DOCUMENT SECTION:
▼▼▼

# Good, Reliable, HEI REv Limiter?



## BearGFR (Aug 25, 2008)

I'm about to pull out what's left of my hair here. 

So far, I'm 0 for 2 on HEI rev limiters. I've tried both the standalone MSD 8728 unit that uses chips, and I've tried the Mallory 699 HEI module with built in limiter. Both of them have crapped out on me, one stranded me and cost me a tow home (the MSD), the other didn't even last through the first hour of driving after intalling it (the Mallory) - but at least it didn't strand me.

Does anyone know of a solid, reliable rev limiter that works with HEI? :willy:

Thanks,

Bear


----------



## Pontiacpurebrred (Jun 22, 2011)

Heck sounds like you've about exhausted your options there Bear. 

I have heard good things about PerTronix in general and they have one but I can't find a single review on it anywhere. 

PerTronix 600 Digital REV Limiter

Other than that I have heard of people wiring up there own. And I certainly wouldn't put it past you to go that route. 

Good luck, I know you're about due for some GOOD luck!

S


----------



## facn8me (Jul 30, 2011)

Maybe you could just put a block of wood under the gas pedal?


----------



## Chris Holabaugh (Jan 18, 2009)

I have had my MSD system for three years and not had a problem. Also no one in are car club has brought up that they were having problems with MSD.


----------



## BearGFR (Aug 25, 2008)

Well, I sure had a problem with MSD! Although they repaired it under warranty and I've got it back now, I'm not sure I'm going to give it another opportunity to fail me.

Bear


----------



## rickm (Feb 8, 2012)

BearGFR said:


> I'm about to pull out what's left of my hair here.
> 
> So far, I'm 0 for 2 on HEI rev limiters. I've tried both the standalone MSD 8728 unit that uses chips, and I've tried the Mallory 699 HEI module with built in limiter. Both of them have crapped out on me, one stranded me and cost me a tow home (the MSD), the other didn't even last through the first hour of driving after intalling it (the Mallory) - but at least it didn't strand me.
> 
> ...


your right foot....


----------

▲▲▲

GIVEN INFORMATION:
▼▼▼

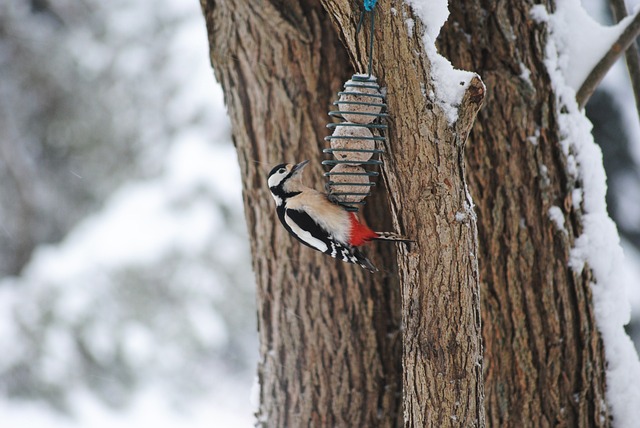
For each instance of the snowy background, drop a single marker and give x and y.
(126, 292)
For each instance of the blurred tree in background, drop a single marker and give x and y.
(123, 252)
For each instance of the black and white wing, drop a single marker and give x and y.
(307, 231)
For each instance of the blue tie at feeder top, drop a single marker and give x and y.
(356, 141)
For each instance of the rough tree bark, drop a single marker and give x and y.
(330, 333)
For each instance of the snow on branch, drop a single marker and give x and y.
(587, 49)
(626, 38)
(619, 10)
(576, 45)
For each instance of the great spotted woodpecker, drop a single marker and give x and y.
(317, 222)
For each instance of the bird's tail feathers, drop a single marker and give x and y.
(391, 236)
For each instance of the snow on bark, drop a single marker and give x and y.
(581, 41)
(449, 83)
(575, 45)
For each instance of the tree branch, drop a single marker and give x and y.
(619, 10)
(597, 74)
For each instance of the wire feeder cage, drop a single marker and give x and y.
(355, 142)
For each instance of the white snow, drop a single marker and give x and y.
(449, 83)
(580, 41)
(525, 74)
(599, 245)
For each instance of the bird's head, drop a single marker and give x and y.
(284, 179)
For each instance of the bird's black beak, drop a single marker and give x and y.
(299, 167)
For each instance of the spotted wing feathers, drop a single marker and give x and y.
(307, 231)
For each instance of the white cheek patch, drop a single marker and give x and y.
(305, 236)
(274, 180)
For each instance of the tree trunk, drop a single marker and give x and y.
(330, 346)
(544, 363)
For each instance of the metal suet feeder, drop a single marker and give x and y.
(356, 142)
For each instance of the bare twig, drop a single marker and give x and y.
(619, 10)
(627, 37)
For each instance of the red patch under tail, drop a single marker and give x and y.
(360, 234)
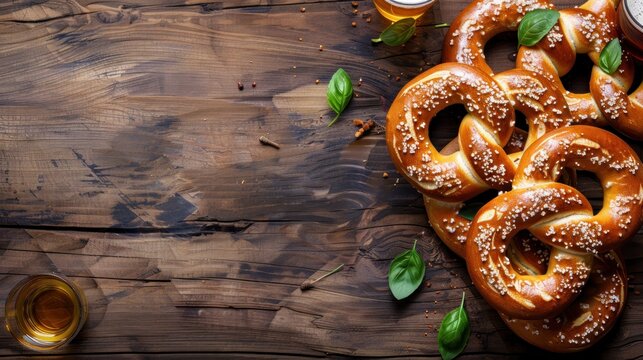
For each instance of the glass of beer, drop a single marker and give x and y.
(45, 312)
(395, 10)
(631, 25)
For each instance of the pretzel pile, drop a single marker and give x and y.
(583, 30)
(537, 252)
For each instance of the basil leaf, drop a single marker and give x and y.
(406, 273)
(454, 332)
(610, 58)
(397, 33)
(469, 211)
(535, 25)
(339, 93)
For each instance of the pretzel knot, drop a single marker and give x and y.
(588, 318)
(584, 30)
(486, 134)
(558, 215)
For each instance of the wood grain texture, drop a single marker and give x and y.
(130, 162)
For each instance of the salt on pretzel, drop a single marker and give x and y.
(586, 29)
(617, 167)
(553, 211)
(481, 162)
(588, 318)
(544, 108)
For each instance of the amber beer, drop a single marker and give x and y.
(395, 10)
(630, 13)
(45, 312)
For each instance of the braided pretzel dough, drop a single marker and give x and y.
(544, 108)
(580, 30)
(553, 212)
(588, 318)
(617, 167)
(481, 162)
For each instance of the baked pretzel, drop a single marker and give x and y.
(544, 108)
(560, 216)
(617, 167)
(580, 30)
(588, 318)
(481, 162)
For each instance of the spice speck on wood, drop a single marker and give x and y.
(264, 140)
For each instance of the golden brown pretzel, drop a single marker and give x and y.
(553, 211)
(588, 318)
(493, 228)
(544, 108)
(617, 167)
(580, 30)
(481, 162)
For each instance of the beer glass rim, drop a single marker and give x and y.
(630, 15)
(10, 306)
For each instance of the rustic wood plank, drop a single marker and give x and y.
(130, 162)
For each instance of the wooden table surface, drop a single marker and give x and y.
(130, 162)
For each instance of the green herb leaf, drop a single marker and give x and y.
(610, 58)
(397, 33)
(406, 273)
(535, 25)
(454, 332)
(469, 211)
(339, 93)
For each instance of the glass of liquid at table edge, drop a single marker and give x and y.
(44, 312)
(395, 10)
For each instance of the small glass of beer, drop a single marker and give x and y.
(44, 312)
(395, 10)
(631, 25)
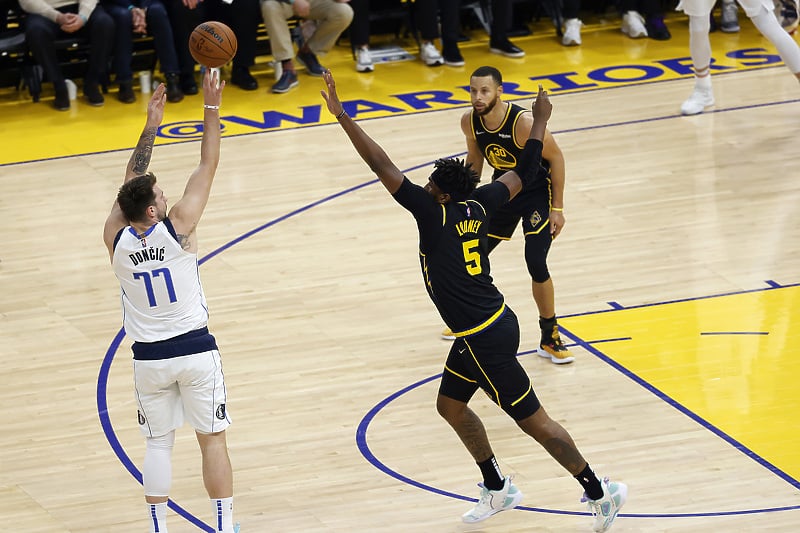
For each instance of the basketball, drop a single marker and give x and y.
(212, 44)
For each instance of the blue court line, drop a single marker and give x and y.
(363, 426)
(734, 333)
(102, 379)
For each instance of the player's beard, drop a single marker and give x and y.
(488, 108)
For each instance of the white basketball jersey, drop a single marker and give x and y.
(161, 292)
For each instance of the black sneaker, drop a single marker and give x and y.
(126, 94)
(309, 60)
(506, 48)
(656, 29)
(188, 85)
(92, 93)
(287, 82)
(174, 92)
(241, 77)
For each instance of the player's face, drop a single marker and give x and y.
(483, 94)
(161, 203)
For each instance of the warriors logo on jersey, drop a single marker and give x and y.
(500, 158)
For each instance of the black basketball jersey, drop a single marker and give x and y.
(500, 148)
(453, 257)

▲▲▲

EXERCISE PROMPT:
Please name the rev limiter in the HEI rev limiter thread that stranded its owner and cost a tow home.

CORRECT RESPONSE:
The standalone MSD 8728 unit that uses chips.